The possibilities for the plant breeding industry are exciting. The flower industry is worth $20.8 billion in 2006 in the US alone, and more than $100 billion worldwide. Many flowers sold by florists today have lost their smell. Vainstein’s research promises to be able not only to regenerate that smell in flowers like roses, but also to create entirely new scents in other flowers.

What interests the chemical and food industries, however, is that the researchers have also discovered a way to introduce these volatile scent compounds into other organisms, such as yeast – which has many similarities to plants – to create a bioreactor to product these natural compounds.

“In Bulgaria the economy is built heavily on rose oil which they produce from roses grown over large areas, but it’s a very long and complicated process to create this oil,” said Vainstein. “We can produce the same scent compounds using a yeast bioreactor and we do it in a Petri dish. We use a tiny amount of space. A few shelves can hold row after row of Petri dishes, and there is no disease, no worries about weather or pests, and a drastic reduction in manpower costs. The value for the perfume industry is immense.”

Using yeast bioreactors, flower scent compounds can also be introduced to foods such as bread, or added to wine as it is prepared. Rose flavored bread, perhaps, or a white wine with a hint of carnation. Today food manufacturers often resort to using synthetic scent compounds in foods, but Vainstein’s work, which has been patented, will enable them to create and use natural compounds.

[Your instructions]: Proceed with the article on flower scent research, continuing past its final paragraph about rose-flavored bread and carnation-scented wine. The listing that follows was taken from an unrelated source.

[Supplied information]:

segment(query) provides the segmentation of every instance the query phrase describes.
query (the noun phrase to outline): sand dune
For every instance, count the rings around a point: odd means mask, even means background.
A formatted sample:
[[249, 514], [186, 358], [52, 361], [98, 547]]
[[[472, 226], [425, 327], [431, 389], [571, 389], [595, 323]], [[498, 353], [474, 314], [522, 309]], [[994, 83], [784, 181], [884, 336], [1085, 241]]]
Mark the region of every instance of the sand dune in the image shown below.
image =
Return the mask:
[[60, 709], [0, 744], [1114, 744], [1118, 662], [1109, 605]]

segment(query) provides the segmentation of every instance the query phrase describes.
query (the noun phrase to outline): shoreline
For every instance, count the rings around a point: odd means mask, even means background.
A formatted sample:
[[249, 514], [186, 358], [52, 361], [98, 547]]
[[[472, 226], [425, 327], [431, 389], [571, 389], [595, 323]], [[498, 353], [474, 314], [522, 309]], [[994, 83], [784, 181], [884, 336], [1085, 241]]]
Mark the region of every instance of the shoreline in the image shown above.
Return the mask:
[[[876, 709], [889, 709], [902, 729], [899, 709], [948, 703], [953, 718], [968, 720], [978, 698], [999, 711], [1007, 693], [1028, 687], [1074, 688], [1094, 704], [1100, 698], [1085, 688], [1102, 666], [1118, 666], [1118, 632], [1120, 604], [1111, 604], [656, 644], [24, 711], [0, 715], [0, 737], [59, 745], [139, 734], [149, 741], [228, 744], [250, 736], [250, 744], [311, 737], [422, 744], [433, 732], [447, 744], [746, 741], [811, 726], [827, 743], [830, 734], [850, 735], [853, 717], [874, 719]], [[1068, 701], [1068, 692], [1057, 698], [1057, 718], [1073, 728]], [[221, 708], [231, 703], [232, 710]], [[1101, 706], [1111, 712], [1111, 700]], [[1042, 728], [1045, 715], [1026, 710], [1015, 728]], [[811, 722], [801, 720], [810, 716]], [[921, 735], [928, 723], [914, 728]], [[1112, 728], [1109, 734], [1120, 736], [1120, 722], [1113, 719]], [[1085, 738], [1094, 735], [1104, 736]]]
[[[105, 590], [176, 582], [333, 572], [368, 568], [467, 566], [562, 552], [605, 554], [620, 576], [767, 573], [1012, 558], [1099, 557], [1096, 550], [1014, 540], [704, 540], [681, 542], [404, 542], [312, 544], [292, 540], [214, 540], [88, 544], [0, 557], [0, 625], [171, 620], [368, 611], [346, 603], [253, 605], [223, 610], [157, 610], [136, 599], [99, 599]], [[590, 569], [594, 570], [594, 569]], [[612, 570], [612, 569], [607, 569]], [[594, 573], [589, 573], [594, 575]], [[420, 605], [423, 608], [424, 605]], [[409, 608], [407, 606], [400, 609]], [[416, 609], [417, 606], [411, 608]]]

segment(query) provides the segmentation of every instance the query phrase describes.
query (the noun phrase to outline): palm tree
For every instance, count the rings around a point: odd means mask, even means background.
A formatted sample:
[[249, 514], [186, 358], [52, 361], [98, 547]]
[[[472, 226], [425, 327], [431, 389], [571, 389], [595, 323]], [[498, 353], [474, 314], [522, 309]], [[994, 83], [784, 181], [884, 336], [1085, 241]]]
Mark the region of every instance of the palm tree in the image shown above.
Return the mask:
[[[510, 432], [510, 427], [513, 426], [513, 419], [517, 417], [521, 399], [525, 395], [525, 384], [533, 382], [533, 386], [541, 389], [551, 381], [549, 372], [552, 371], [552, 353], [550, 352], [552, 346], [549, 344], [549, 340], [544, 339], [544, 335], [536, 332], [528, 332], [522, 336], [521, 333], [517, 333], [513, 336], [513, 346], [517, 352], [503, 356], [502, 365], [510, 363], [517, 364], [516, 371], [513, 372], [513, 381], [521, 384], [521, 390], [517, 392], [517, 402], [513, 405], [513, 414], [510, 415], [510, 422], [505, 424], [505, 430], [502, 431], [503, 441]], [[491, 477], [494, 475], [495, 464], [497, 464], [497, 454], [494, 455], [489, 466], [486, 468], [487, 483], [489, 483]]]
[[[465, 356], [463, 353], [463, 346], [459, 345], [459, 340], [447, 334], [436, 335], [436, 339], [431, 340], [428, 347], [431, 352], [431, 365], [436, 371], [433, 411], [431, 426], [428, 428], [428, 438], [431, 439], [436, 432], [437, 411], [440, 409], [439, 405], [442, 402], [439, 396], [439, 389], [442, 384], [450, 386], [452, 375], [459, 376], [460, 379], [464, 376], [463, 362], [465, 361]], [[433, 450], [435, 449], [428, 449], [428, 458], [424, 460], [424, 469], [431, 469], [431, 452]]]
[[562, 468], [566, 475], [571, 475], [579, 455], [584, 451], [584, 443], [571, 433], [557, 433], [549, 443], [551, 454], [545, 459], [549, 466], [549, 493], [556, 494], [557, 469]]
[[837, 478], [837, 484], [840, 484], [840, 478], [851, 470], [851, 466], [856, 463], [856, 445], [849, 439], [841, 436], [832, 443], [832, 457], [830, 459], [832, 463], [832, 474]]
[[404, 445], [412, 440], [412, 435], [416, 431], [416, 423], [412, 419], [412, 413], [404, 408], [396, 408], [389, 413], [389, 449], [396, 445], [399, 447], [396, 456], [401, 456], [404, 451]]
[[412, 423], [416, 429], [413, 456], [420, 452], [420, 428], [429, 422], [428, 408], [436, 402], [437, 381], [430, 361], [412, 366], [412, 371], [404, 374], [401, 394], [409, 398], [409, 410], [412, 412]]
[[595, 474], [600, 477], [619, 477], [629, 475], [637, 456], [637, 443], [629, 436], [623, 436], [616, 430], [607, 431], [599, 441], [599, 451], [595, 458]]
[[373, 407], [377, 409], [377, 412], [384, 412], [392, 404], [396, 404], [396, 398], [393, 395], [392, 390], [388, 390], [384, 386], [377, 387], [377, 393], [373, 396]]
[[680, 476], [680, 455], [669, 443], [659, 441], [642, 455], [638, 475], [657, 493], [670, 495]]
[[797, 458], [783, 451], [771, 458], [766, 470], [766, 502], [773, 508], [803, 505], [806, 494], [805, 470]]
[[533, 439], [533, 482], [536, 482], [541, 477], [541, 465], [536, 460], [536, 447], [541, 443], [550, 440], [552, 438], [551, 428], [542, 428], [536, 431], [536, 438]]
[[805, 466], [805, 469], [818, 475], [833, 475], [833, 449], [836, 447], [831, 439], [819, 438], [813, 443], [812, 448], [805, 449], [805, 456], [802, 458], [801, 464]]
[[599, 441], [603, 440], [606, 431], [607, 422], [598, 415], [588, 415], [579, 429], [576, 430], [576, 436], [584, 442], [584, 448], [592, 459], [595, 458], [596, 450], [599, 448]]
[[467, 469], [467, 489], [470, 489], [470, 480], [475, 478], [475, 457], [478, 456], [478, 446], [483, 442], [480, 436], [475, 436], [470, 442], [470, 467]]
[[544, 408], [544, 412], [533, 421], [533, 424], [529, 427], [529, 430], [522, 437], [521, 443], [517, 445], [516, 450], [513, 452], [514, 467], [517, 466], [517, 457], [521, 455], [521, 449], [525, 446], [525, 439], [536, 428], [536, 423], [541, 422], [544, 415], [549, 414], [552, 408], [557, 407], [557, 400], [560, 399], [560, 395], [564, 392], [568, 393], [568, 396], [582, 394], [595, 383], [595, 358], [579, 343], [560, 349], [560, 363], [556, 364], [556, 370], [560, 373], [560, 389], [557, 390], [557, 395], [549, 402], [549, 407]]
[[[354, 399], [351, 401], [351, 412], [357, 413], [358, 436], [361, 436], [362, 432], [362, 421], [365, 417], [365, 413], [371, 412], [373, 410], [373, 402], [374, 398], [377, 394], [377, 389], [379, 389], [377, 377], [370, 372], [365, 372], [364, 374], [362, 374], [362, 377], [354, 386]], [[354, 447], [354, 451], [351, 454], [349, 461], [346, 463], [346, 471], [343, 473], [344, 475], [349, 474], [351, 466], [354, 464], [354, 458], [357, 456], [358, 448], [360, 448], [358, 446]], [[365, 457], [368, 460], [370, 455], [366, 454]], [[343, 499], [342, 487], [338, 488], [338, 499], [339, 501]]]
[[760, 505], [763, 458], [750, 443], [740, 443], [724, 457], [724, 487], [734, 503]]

[Solved problem]:
Rose is already a popular flavor in many parts of the world. The Scandinavians eat rose soup, and many other countries enjoy rose jam. “The food industry is very interested in the potential of this,” says Vainstein. “Smell is not only what you smell with your nose, but also what you taste. Though eating foods you also smell them. The aroma comes from inside your mouth to your nose passage.”

Vainstein is working with a number of international companies based in the US, the UK and Israel and has carried out commercial trials. He declines to give details, however, because of the competitive nature of the industries he works with. “There are a number of experiments and pilot trials going on, and we are talking to many companies about many different possibilities but much of this work is unpublished and we are not allowed to talk about it,” he asserts, adding that contracts are likely in the future.

Aside from scent, Vainstein’s team of 14 professors and students is also making progress in color enhancement, introducing new colors to flowers – like gypsophila – that were traditionally white. The University has already developed a number of strains of carnations in colors such as cream and pale green, and work is progressing on color enhancement of roses and gypsophila.

These transgenic flowers are being developed in only three or four locations around the world, and the Hebrew University is the only research lab in the world that focuses on both scent and color. “Most labs work with only color or scent, we work with both,” says Vainstein.

In future, it will be possible to create “designer flowers” to meet specific requests – to match the color of one’s clothes, eyes or furniture, for example, or with a specific smell.

The researchers are also working on developing plants with improved disease resistance, and plants that make more roots, creating more flowers as a result. “There are various directions of research, but all of them are concerned with molecular breeding,” he says.

Israel is one of the biggest flower-growing nations in the world, alongside the Netherlands, Colombia, and Kenya. The Hebrew University’s Faculty of Agricultural, Food and Environmental Quality Sciences has played a central role in the development of flower growing in Israel over the years. The faculty has been a partner in the development of some 40% of the flowers now found in the market.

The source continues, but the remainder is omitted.